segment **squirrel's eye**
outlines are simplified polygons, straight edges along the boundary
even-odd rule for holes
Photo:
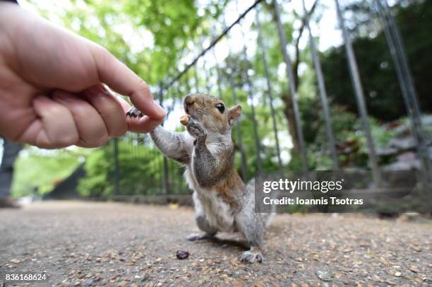
[[[220,112],[221,114],[223,114],[224,112],[225,111],[225,106],[224,105],[224,104],[217,104],[215,106],[217,110],[219,110],[219,111]]]

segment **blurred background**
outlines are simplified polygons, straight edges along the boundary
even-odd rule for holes
[[[138,74],[168,111],[169,130],[183,130],[187,93],[242,105],[233,137],[246,181],[260,171],[339,169],[419,170],[430,179],[431,1],[20,4]],[[94,149],[4,147],[15,167],[12,195],[22,201],[166,202],[191,194],[183,168],[145,134]]]

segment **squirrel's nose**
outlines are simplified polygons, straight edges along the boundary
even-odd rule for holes
[[[193,96],[191,95],[186,95],[184,98],[184,104],[185,105],[192,105],[193,102],[195,102],[195,99],[193,98]]]

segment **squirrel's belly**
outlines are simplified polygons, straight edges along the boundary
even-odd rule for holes
[[[189,168],[186,168],[184,177],[189,188],[193,190],[193,204],[196,215],[203,215],[208,223],[224,232],[236,232],[234,211],[216,190],[202,188],[198,184]]]
[[[216,191],[195,190],[193,199],[196,212],[204,215],[211,226],[220,231],[236,231],[232,209]]]

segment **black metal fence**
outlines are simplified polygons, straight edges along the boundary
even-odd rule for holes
──────
-- EXERCISE DIRECTIONS --
Return every line of the records above unchanged, leaving out the pictures.

-- TASK RESULT --
segment **squirrel's eye**
outlines are simplified polygons, straight edges along the boundary
even-odd rule for holes
Photo:
[[[220,112],[221,114],[223,114],[224,112],[225,111],[225,106],[224,105],[224,104],[217,104],[215,106],[217,110],[219,110],[219,111]]]

segment **blurred background**
outlines are simplified polygons, straight edges along the boundary
even-odd rule for holes
[[[138,74],[168,111],[169,130],[183,130],[187,93],[242,105],[233,137],[246,181],[260,171],[339,169],[419,170],[430,179],[431,1],[20,4]],[[94,149],[4,147],[15,167],[12,195],[22,201],[166,202],[191,194],[183,168],[145,134]]]

segment **squirrel's nose**
outlines are simplified polygons, straight edges along the boundary
even-odd rule for holes
[[[193,96],[191,95],[186,95],[184,98],[184,104],[185,105],[192,105],[193,102],[195,102],[195,99],[193,98]]]

segment **squirrel's belly**
outlines are simplified polygons, straight edges along the boundary
even-odd rule for holes
[[[189,168],[186,168],[184,177],[189,188],[193,190],[193,204],[196,215],[203,215],[208,223],[224,232],[236,232],[234,211],[216,190],[202,188],[198,184]]]
[[[216,191],[195,190],[193,199],[196,212],[204,215],[211,226],[220,231],[236,231],[232,209]]]

segment **black metal fence**
outlines are simplified polygons, straight edges along the boundary
even-odd rule for holes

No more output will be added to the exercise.